→ **What you need to do**
Wherever "plant" turns up in the entries, copy out the line that holds it.

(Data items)
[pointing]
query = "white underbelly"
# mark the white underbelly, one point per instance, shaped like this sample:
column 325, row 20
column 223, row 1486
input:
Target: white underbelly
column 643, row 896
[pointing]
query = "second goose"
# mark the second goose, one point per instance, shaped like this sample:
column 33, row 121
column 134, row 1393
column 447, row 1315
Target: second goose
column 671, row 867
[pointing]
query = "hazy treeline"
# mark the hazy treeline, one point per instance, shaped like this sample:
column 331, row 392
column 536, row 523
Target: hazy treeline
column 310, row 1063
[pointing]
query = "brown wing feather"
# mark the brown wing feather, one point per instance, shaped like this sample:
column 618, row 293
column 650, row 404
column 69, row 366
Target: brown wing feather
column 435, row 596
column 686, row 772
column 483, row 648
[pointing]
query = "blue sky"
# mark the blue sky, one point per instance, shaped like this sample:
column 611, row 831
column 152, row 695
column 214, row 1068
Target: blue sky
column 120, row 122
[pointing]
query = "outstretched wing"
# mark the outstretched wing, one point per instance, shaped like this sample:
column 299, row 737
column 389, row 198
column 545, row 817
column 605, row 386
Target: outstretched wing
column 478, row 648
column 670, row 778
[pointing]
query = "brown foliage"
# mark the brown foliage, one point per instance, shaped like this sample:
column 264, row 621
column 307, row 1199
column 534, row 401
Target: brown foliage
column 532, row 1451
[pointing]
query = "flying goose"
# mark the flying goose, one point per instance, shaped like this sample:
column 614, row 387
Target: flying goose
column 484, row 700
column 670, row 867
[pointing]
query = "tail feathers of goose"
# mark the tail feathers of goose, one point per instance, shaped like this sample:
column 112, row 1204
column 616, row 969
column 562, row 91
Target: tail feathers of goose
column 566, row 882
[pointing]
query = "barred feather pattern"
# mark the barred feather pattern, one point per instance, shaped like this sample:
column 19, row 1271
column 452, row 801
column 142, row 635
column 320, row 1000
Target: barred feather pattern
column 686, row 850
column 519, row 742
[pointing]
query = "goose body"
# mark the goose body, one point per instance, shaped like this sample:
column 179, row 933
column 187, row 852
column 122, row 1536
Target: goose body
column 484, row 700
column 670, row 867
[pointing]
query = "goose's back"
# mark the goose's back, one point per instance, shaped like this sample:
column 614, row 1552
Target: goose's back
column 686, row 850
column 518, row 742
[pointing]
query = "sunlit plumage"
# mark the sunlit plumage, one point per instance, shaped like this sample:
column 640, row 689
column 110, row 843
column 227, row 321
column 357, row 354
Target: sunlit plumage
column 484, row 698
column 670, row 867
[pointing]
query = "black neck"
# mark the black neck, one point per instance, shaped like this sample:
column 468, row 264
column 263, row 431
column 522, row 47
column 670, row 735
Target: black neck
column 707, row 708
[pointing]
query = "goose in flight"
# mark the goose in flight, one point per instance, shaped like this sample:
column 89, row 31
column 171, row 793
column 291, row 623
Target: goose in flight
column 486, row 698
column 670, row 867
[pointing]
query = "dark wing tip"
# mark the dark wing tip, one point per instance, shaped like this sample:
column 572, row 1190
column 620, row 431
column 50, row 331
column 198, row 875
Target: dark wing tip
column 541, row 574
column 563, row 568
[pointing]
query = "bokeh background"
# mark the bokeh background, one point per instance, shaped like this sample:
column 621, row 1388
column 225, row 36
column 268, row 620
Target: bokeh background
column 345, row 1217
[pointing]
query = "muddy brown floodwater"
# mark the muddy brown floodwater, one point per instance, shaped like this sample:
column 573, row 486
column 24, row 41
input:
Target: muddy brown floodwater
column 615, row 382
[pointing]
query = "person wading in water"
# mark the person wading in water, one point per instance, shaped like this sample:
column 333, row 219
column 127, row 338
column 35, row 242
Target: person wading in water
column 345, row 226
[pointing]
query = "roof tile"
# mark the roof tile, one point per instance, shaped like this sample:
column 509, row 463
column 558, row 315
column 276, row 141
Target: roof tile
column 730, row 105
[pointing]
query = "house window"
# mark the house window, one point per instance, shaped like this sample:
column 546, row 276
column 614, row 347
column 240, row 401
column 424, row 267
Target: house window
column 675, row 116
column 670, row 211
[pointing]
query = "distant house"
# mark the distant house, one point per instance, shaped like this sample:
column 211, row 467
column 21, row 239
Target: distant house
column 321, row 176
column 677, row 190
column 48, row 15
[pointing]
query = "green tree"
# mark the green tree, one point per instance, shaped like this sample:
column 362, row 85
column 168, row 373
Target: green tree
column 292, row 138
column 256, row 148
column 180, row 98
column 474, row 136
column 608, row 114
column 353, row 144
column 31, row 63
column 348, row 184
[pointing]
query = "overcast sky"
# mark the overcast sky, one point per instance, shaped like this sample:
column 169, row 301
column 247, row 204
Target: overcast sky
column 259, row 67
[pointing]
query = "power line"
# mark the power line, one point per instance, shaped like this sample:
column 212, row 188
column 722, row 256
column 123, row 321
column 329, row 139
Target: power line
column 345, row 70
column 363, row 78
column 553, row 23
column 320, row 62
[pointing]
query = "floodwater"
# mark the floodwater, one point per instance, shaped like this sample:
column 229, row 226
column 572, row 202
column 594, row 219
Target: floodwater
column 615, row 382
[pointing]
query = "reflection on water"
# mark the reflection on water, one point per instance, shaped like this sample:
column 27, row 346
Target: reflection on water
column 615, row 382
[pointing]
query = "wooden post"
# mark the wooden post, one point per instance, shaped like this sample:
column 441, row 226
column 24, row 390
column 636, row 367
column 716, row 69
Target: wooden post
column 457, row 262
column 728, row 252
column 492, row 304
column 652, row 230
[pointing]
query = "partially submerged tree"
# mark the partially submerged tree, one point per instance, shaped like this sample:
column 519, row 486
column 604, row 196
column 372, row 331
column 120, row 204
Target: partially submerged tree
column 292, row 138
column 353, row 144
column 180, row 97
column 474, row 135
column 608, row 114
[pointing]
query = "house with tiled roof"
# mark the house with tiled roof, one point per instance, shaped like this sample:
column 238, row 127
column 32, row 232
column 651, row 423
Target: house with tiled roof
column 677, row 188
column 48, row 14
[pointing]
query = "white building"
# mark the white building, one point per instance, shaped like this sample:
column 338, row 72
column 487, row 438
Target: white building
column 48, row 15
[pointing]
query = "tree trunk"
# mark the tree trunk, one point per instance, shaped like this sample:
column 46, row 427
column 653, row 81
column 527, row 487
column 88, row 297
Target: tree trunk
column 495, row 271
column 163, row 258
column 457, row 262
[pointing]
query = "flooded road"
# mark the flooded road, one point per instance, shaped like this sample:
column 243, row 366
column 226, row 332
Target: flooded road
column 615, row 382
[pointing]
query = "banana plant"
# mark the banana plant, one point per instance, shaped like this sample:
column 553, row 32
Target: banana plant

→ **Solution for this problem**
query = "banana plant"
# mark the banana plant, one point per instance, shaped like this sample:
Target: banana plant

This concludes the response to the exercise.